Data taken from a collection
+--

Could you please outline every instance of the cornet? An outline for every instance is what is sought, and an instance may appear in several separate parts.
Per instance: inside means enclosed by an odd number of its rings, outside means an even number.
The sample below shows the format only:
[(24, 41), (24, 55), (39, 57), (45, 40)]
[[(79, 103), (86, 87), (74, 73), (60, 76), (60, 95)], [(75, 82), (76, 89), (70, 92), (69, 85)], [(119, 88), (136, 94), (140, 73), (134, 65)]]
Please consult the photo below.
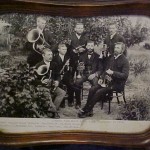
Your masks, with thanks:
[(52, 70), (49, 70), (49, 67), (47, 65), (41, 65), (38, 67), (38, 69), (36, 70), (37, 74), (40, 75), (40, 76), (43, 76), (42, 79), (41, 79), (41, 82), (45, 79), (47, 79), (46, 75), (49, 71), (49, 77), (48, 77), (48, 80), (50, 81), (47, 86), (50, 86), (51, 87), (51, 93), (53, 94), (55, 92), (55, 90), (57, 89), (57, 87), (55, 86), (55, 81), (54, 80), (51, 80), (51, 76), (52, 76)]
[[(44, 75), (46, 75), (48, 73), (48, 70), (49, 70), (49, 68), (48, 68), (47, 65), (41, 65), (36, 69), (37, 74), (40, 75), (40, 76), (43, 76), (41, 81), (43, 81), (45, 79)], [(51, 73), (52, 73), (52, 70), (50, 70), (50, 74), (49, 74), (48, 79), (51, 78)]]

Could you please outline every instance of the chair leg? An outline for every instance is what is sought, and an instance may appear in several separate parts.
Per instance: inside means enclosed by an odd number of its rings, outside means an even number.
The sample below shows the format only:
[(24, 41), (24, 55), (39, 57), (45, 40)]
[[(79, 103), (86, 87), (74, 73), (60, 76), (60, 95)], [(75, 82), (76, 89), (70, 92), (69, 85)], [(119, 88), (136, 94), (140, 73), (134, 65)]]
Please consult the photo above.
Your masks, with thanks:
[(120, 104), (120, 101), (119, 101), (119, 97), (118, 97), (118, 93), (116, 92), (116, 97), (117, 97), (117, 102), (118, 104)]
[(125, 99), (125, 93), (123, 91), (123, 100), (124, 100), (124, 103), (126, 104), (126, 99)]
[(110, 114), (110, 103), (111, 103), (111, 99), (109, 98), (109, 110), (108, 110), (108, 114)]

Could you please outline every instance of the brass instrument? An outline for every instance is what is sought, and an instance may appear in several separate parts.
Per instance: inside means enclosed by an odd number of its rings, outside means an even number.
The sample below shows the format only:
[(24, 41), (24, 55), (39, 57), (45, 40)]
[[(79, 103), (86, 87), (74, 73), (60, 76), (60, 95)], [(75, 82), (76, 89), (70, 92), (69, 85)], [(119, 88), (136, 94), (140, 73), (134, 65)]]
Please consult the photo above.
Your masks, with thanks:
[(29, 31), (27, 34), (27, 40), (30, 43), (33, 43), (33, 49), (38, 53), (40, 52), (35, 47), (36, 43), (38, 43), (39, 45), (43, 45), (43, 47), (50, 47), (50, 45), (45, 41), (43, 34), (41, 34), (38, 29), (32, 29), (31, 31)]
[(80, 79), (81, 77), (82, 77), (82, 75), (83, 75), (83, 70), (85, 69), (85, 64), (84, 64), (84, 62), (79, 62), (78, 63), (78, 66), (77, 66), (77, 75), (76, 75), (76, 78), (77, 79)]

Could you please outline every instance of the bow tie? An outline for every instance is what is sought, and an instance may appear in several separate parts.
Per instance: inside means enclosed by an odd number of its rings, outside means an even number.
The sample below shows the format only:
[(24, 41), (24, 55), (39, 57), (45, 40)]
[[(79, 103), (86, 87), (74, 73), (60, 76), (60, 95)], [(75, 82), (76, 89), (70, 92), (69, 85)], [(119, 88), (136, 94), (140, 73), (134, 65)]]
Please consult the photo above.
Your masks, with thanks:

+--

WHAT TO WORK ON:
Rewrite every line of the entries above as a Markdown table with the columns Row and Line, one line per row, skipping blank lines. Leave the pictures out of the answer.

EXERCISE SOLUTION:
| Row | Line |
|---|---|
| 1 | Could you please outline every instance of the cornet? An outline for every instance is what is sought, and an instance may appear in several separate parts. |
| 2 | Per instance: inside means enclosed by an odd number of its rings, outside means an even number. |
| 3 | The sample below shows the format only: |
| 4 | [(24, 41), (24, 55), (39, 57), (45, 40)] |
| 5 | [[(79, 103), (86, 87), (74, 73), (60, 76), (60, 95)], [(75, 82), (76, 89), (70, 92), (69, 85)], [(119, 88), (136, 94), (140, 73), (134, 65)]] |
| 6 | Please consult the photo below. |
| 7 | Your masks, with thanks: |
| 8 | [(52, 70), (49, 70), (49, 67), (47, 65), (41, 65), (38, 67), (38, 69), (36, 70), (37, 74), (40, 75), (40, 76), (43, 76), (42, 79), (41, 79), (41, 82), (45, 79), (47, 79), (46, 75), (49, 71), (49, 77), (48, 77), (48, 80), (50, 81), (47, 86), (50, 86), (51, 87), (51, 93), (53, 94), (55, 92), (55, 90), (57, 89), (57, 87), (55, 86), (55, 81), (54, 80), (51, 80), (51, 76), (52, 76)] |
| 9 | [[(44, 75), (46, 75), (48, 73), (48, 70), (49, 70), (49, 68), (48, 68), (47, 65), (41, 65), (36, 69), (37, 74), (40, 75), (40, 76), (43, 76), (41, 81), (43, 81), (45, 79)], [(51, 73), (52, 73), (52, 70), (50, 70), (50, 74), (49, 74), (48, 79), (51, 78)]] |
| 10 | Could you please outline every instance of the chair leg? An outline for every instance is what is sought, and an instance may appear in several separate parts. |
| 11 | Per instance: inside means enclosed by an odd number of its rings, outside means an even number. |
| 12 | The sample below shows the format only: |
| 13 | [(24, 41), (24, 55), (39, 57), (45, 40)] |
| 14 | [[(79, 103), (86, 87), (74, 73), (60, 76), (60, 95)], [(75, 82), (76, 89), (70, 92), (69, 85)], [(119, 88), (136, 94), (140, 73), (134, 65)]] |
| 15 | Please consult the photo above. |
| 16 | Your masks, with thanks: |
| 17 | [(120, 104), (120, 101), (119, 101), (119, 97), (118, 97), (118, 93), (116, 92), (116, 97), (117, 97), (117, 102), (118, 104)] |
| 18 | [(125, 99), (125, 93), (123, 91), (123, 100), (124, 100), (124, 103), (126, 104), (126, 99)] |
| 19 | [(110, 114), (110, 103), (111, 103), (111, 99), (109, 98), (109, 110), (108, 110), (108, 114)] |
| 20 | Could you please outline every instance of the brass instrument? An outline for every instance is what is sought, and an instance may appear in several separate parts. |
| 21 | Per instance: inside means enclosed by an odd number of its rings, outside means an even number. |
| 22 | The sample below shows the format only: |
| 23 | [(24, 41), (24, 55), (39, 57), (45, 40)] |
| 24 | [[(79, 103), (86, 87), (74, 73), (60, 76), (60, 95)], [(75, 82), (76, 89), (70, 92), (69, 85)], [(119, 88), (136, 94), (140, 73), (134, 65)]] |
| 25 | Please consult the photo above. |
| 26 | Your masks, with thanks: |
| 27 | [(29, 31), (27, 34), (27, 40), (30, 43), (33, 43), (33, 49), (38, 53), (40, 52), (35, 47), (36, 43), (38, 43), (39, 45), (43, 45), (43, 47), (50, 47), (50, 45), (45, 41), (43, 34), (41, 34), (38, 29), (32, 29), (31, 31)] |
| 28 | [(80, 79), (81, 77), (82, 77), (82, 75), (83, 75), (83, 70), (85, 69), (85, 64), (84, 64), (84, 62), (79, 62), (78, 63), (78, 66), (77, 66), (77, 75), (76, 75), (76, 78), (77, 79)] |
| 29 | Could you please outline every instance of the bow tie? An outline for every instance is what is sought, and an instance may appear in several separate parts. |
| 30 | Per instance: inside means enclosed by an odd number of its rings, outside means an even number. |
| 31 | The sample below shows the format only: |
| 32 | [(24, 41), (24, 55), (39, 57), (45, 40)] |
| 33 | [[(79, 103), (86, 87), (74, 73), (60, 76), (60, 95)], [(75, 82), (76, 89), (70, 92), (69, 85)], [(119, 88), (136, 94), (140, 73), (134, 65)]] |
| 34 | Please consult the photo above. |
| 35 | Your masks, with thanks: |